### MATERIAL FOR THIS EXERCISE
%%
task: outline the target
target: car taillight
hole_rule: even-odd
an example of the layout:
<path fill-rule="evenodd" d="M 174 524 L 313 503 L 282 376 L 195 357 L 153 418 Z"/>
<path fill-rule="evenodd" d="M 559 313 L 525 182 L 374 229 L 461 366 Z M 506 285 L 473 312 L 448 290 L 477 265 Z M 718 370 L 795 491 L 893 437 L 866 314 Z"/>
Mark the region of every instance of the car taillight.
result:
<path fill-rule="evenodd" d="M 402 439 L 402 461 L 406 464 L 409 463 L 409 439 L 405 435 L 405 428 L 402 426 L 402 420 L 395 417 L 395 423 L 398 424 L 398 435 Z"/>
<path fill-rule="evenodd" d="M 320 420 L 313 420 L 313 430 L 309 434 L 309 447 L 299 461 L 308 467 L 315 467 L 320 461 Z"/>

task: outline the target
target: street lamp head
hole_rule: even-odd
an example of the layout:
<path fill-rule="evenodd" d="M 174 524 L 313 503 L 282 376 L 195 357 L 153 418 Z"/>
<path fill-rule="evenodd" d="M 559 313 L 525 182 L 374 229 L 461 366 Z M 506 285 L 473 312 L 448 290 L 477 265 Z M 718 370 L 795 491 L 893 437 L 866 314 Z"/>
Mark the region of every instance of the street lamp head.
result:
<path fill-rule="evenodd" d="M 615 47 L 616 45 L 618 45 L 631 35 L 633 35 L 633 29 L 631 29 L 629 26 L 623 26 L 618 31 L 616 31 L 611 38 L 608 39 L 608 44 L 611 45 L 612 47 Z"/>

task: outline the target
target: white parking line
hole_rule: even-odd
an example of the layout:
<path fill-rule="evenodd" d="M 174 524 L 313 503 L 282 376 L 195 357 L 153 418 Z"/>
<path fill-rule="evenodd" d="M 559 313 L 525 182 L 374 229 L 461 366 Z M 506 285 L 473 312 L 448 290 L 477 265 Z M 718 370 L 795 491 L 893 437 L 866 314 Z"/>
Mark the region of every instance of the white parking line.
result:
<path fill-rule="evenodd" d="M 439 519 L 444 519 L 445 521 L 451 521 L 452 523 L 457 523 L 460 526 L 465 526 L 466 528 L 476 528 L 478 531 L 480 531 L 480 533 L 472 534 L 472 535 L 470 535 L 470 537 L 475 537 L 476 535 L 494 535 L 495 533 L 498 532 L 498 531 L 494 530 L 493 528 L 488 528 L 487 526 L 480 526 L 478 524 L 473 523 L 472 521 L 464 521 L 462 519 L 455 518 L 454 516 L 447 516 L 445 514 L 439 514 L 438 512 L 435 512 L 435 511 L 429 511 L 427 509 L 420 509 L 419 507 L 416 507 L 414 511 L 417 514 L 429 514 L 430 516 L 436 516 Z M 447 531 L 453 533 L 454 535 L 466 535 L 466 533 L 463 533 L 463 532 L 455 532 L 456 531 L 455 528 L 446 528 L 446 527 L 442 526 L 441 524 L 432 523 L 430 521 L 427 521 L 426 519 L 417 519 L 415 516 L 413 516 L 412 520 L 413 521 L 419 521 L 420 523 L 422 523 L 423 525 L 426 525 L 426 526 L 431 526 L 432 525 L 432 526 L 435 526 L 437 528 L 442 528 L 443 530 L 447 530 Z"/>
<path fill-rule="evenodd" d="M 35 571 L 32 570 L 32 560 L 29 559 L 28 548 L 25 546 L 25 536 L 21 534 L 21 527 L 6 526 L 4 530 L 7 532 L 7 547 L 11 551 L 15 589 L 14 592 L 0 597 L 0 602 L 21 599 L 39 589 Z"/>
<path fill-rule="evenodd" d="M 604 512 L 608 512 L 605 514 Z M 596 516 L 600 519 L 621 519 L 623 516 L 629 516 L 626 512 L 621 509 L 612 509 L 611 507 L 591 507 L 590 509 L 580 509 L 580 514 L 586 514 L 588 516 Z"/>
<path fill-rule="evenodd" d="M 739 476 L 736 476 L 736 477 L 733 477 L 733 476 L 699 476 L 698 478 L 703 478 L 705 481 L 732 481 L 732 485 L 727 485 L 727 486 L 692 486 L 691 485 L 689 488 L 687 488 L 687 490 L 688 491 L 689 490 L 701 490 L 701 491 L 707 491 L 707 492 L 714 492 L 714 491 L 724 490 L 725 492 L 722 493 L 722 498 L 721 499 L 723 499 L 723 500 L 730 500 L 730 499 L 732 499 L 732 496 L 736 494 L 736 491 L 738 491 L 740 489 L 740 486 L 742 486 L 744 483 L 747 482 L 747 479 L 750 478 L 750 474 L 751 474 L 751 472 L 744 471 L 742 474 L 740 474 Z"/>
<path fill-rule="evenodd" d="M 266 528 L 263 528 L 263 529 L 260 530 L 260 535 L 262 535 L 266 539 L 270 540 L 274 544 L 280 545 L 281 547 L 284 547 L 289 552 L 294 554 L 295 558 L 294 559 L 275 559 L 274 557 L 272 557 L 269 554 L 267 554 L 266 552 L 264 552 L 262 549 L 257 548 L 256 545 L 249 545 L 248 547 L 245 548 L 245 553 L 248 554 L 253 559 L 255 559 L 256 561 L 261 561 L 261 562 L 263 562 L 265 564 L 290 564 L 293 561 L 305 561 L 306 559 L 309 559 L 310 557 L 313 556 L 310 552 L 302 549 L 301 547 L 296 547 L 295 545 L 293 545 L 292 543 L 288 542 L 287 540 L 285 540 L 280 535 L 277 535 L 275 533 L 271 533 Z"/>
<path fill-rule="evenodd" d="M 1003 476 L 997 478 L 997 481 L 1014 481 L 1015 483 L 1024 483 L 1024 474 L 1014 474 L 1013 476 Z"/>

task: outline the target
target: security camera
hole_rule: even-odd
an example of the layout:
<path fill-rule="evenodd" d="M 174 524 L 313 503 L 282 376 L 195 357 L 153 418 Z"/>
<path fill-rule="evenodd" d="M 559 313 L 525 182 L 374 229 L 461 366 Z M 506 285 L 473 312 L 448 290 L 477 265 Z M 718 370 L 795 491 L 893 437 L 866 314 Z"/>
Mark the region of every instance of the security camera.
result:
%%
### AIM OF THE EXERCISE
The records are to be repeated in full, exactly as they stand.

### RESPONSE AREA
task: outline the target
target: car taillight
hole_rule: even-odd
an example of the layout:
<path fill-rule="evenodd" d="M 174 524 L 313 503 L 282 376 L 195 357 L 153 418 Z"/>
<path fill-rule="evenodd" d="M 559 313 L 525 182 L 374 229 L 461 366 Z M 506 285 L 473 312 L 448 290 L 477 265 Z M 718 370 L 795 491 L 893 437 L 866 314 Z"/>
Mark the region of every instance of the car taillight.
result:
<path fill-rule="evenodd" d="M 402 439 L 402 461 L 406 464 L 409 463 L 409 439 L 405 435 L 405 428 L 402 426 L 402 420 L 395 417 L 395 423 L 398 424 L 398 435 Z"/>
<path fill-rule="evenodd" d="M 320 420 L 313 420 L 313 430 L 309 434 L 309 447 L 299 461 L 308 467 L 315 467 L 320 461 Z"/>

task: outline the target
target: street lamp head
hole_rule: even-odd
an example of the layout:
<path fill-rule="evenodd" d="M 174 524 L 313 503 L 282 376 L 195 357 L 153 418 Z"/>
<path fill-rule="evenodd" d="M 559 313 L 525 182 L 374 229 L 461 366 Z M 506 285 L 473 312 L 448 290 L 477 265 Z M 718 370 L 795 491 L 893 437 L 866 314 Z"/>
Mark the region of every instance of the street lamp head.
result:
<path fill-rule="evenodd" d="M 615 47 L 616 45 L 618 45 L 631 35 L 633 35 L 633 29 L 631 29 L 629 26 L 623 26 L 618 31 L 616 31 L 611 38 L 608 39 L 608 44 L 611 45 L 612 47 Z"/>

task: outline the target
target: white parking line
hole_rule: even-odd
an example of the layout:
<path fill-rule="evenodd" d="M 174 524 L 313 503 L 282 376 L 195 357 L 153 418 Z"/>
<path fill-rule="evenodd" d="M 559 313 L 525 182 L 374 229 L 461 366 Z M 506 285 L 473 312 L 448 290 L 477 265 Z M 718 370 L 795 491 L 893 437 L 866 314 Z"/>
Mark the region of every instance of the white parking line.
result:
<path fill-rule="evenodd" d="M 439 519 L 444 519 L 445 521 L 451 521 L 452 523 L 457 523 L 460 526 L 465 526 L 466 528 L 476 528 L 478 531 L 480 531 L 480 533 L 472 534 L 472 535 L 470 535 L 470 537 L 475 537 L 476 535 L 494 535 L 495 533 L 498 532 L 498 531 L 494 530 L 493 528 L 488 528 L 487 526 L 480 526 L 478 524 L 473 523 L 472 521 L 464 521 L 462 519 L 455 518 L 454 516 L 447 516 L 445 514 L 439 514 L 438 512 L 435 512 L 435 511 L 429 511 L 427 509 L 420 509 L 419 507 L 416 507 L 414 511 L 417 514 L 429 514 L 430 516 L 436 516 Z M 447 531 L 453 533 L 454 535 L 466 535 L 466 533 L 463 533 L 463 532 L 455 532 L 456 531 L 455 528 L 446 528 L 446 527 L 442 526 L 441 524 L 432 523 L 430 521 L 427 521 L 426 519 L 417 519 L 415 516 L 413 516 L 412 520 L 413 521 L 419 521 L 420 523 L 422 523 L 423 525 L 426 525 L 426 526 L 431 526 L 432 525 L 432 526 L 435 526 L 437 528 L 442 528 L 443 530 L 447 530 Z"/>
<path fill-rule="evenodd" d="M 35 571 L 32 570 L 32 560 L 29 559 L 28 548 L 25 546 L 25 536 L 21 534 L 21 527 L 6 526 L 4 530 L 7 532 L 7 547 L 11 551 L 15 589 L 14 592 L 0 597 L 0 602 L 21 599 L 39 589 Z"/>
<path fill-rule="evenodd" d="M 604 512 L 608 512 L 605 514 Z M 596 516 L 600 519 L 621 519 L 623 516 L 629 516 L 626 512 L 621 509 L 612 509 L 611 507 L 591 507 L 590 509 L 580 509 L 580 514 L 586 514 L 588 516 Z"/>
<path fill-rule="evenodd" d="M 739 476 L 736 476 L 736 477 L 733 477 L 733 476 L 699 476 L 698 478 L 703 478 L 705 481 L 732 481 L 732 485 L 727 485 L 727 486 L 692 486 L 691 485 L 689 488 L 687 488 L 687 490 L 688 491 L 689 490 L 701 490 L 701 491 L 707 491 L 707 492 L 714 492 L 714 491 L 724 490 L 725 492 L 722 493 L 722 498 L 721 499 L 723 499 L 723 500 L 730 500 L 730 499 L 732 499 L 732 496 L 736 494 L 736 491 L 738 491 L 740 489 L 740 486 L 742 486 L 744 483 L 747 482 L 747 479 L 750 478 L 750 474 L 751 474 L 751 472 L 744 471 L 742 474 L 740 474 Z"/>
<path fill-rule="evenodd" d="M 266 528 L 263 528 L 263 529 L 260 530 L 260 535 L 262 535 L 266 539 L 270 540 L 274 544 L 280 545 L 281 547 L 284 547 L 289 552 L 294 554 L 295 558 L 294 559 L 275 559 L 274 557 L 272 557 L 269 554 L 267 554 L 266 552 L 264 552 L 262 549 L 257 548 L 256 545 L 249 545 L 248 547 L 245 548 L 245 553 L 248 554 L 253 559 L 255 559 L 256 561 L 261 561 L 261 562 L 263 562 L 265 564 L 290 564 L 293 561 L 305 561 L 306 559 L 309 559 L 310 557 L 313 556 L 310 552 L 302 549 L 301 547 L 296 547 L 295 545 L 293 545 L 292 543 L 288 542 L 287 540 L 285 540 L 280 535 L 277 535 L 275 533 L 271 533 Z"/>
<path fill-rule="evenodd" d="M 1003 476 L 997 478 L 997 481 L 1014 481 L 1015 483 L 1024 483 L 1024 474 L 1014 474 L 1013 476 Z"/>

task: outline the target
target: security camera
hole_rule: even-odd
an example of the layout:
<path fill-rule="evenodd" d="M 174 524 L 313 503 L 282 376 L 195 357 L 153 418 Z"/>
<path fill-rule="evenodd" d="M 559 313 L 525 182 L 374 229 L 461 366 Z M 506 285 L 473 312 L 448 290 L 477 265 Z M 718 370 L 795 491 L 893 437 L 866 314 Z"/>
Mark the region of every instance of the security camera.
result:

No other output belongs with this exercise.